PROBLEM SET ::
1. Answer these from the strength-training article:
(a) About how old was the author when he could bench press around 225 lbs?
(b) In the bench session the author describes, which sets were taken to failure?
(c) Which former bodybuilder is named as a proponent of high intensity training theory?
2. Print the portion of the strength-training article that starts at the words "Years later, having" and stops after the words "their own advice.".

— START OF PROVIDED PASSAGE —

It’s funny how a big PR can immediately turn an average or lousy day into an amazing day. Showing up to the gym is easy. Going through the motions is easy. But consistently getting stronger month in and month out is very challenging. It requires intelligent training, sound nutrition, and ideal levels of sleep and stress. However, even when we seemingly do everything right, we sometimes spin our wheels. This is why it’s important to pay close attention when training. Here are 5 tips that can expedite your progress.
1. Manage Fatigue and Regulate Effort
You don’t always have to train balls-to-the-wall in order to see results. When I was a teenager reading bodybuilding magazines, I recall countless articles urging lifters to take every set to failure. In fact, I distinctly remember reading an article by professional bodybuilder Tom Prince, who claimed to take every set he ever performed to momentary muscular failure. I remember wondering how in the hell these bodybuilders could pull this off, knowing that they performed high volume training and probably busted out at least 20 sets per training session. I felt insecure about my own training and assumed that I wasn’t nearly as manly as these guys since I wasn’t able to do so. Well, let me clarify. I could indeed take every set to failure, but I didn’t feel that it was the optimal way to train.
For example, at the time of the article, I was probably 21 years old and could bench press around 225 lbs. A bench session back then might have consisted of a set of 12 reps with 135 lbs, a set of 10 reps with 155 lbs, a set of 6 reps with 185 lbs, a set of 3 reps with 205 lbs, and a back-off set of 15 reps with 135 lbs. Only the last two sets were taken to failure.
Let’s say I did take every set to failure. The bench session probably would have looked something like this: 135 lbs x 21 reps, 155 lbs x 6 reps, 175 lbs x 1 rep. I would have been fried after the first set and my strength would have been zapped. Would this style of training have led to better results? No, it wouldn’t have. I instinctually understood back then how to train wisely, but it was difficult to trust my instincts at the time because bodybuilders who were much larger than I was were recommending otherwise.
Years later, having gotten a chance to watch many professional bodybuilders train in person, I realized that they don’t take every set to failure. They could almost always bust out a couple more reps if their lives depended on it. It’s just something they liked to claim at the time in order to sound “hardcore.” Or, maybe the magazines were telling them to make these claims. Either way, none of them actually followed their own advice.
Several years later, I recall reading various high intensity training (HIT) articles where the authors claimed that the last rep of the set was the only rep that mattered. Stopping short would just maintain size and strength, but busting out that last, grueling rep would cause the body to make adaptations. Former bodybuilder Mike Mentzer was a proponent of this type of training theory.

— END OF PROVIDED PASSAGE —
— START OF INFORMATION SUPPLIED —

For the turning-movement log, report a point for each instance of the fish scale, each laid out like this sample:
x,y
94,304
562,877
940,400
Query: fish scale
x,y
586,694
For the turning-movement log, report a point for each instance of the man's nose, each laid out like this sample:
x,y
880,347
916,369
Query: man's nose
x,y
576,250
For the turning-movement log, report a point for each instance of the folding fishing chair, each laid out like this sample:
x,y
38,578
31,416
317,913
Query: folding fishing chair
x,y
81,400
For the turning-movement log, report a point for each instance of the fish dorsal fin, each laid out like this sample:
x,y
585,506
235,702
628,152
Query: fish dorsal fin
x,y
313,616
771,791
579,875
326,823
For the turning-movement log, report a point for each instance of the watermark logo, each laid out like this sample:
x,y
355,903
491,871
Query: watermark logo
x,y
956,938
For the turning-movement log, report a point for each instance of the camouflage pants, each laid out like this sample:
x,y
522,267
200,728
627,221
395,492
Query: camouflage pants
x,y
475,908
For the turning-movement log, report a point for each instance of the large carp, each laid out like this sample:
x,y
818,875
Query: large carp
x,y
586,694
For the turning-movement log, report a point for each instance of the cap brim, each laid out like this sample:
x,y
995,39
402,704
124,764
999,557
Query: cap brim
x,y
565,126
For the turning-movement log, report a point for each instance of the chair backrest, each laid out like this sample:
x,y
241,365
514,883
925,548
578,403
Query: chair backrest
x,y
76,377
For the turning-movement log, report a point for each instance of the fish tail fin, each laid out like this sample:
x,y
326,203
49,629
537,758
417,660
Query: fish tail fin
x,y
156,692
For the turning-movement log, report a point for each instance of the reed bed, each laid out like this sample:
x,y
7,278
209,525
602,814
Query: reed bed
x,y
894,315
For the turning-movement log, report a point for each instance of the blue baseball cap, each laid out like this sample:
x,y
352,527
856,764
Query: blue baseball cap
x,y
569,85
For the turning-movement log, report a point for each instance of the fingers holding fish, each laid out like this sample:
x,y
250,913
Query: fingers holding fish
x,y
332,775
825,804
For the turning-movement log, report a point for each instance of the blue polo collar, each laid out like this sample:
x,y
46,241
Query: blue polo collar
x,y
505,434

— END OF INFORMATION SUPPLIED —

RESULTS IN ORDER ::
1.
(a) Probably 21 years old.
(b) The last two: the set of 3 reps with 205 lbs and the back-off set of 15 reps with 135 lbs.
(c) Mike Mentzer.

2.
Years later, having gotten a chance to watch many professional bodybuilders train in person, I realized that they don’t take every set to failure. They could almost always bust out a couple more reps if their lives depended on it. It’s just something they liked to claim at the time in order to sound “hardcore.” Or, maybe the magazines were telling them to make these claims. Either way, none of them actually followed their own advice.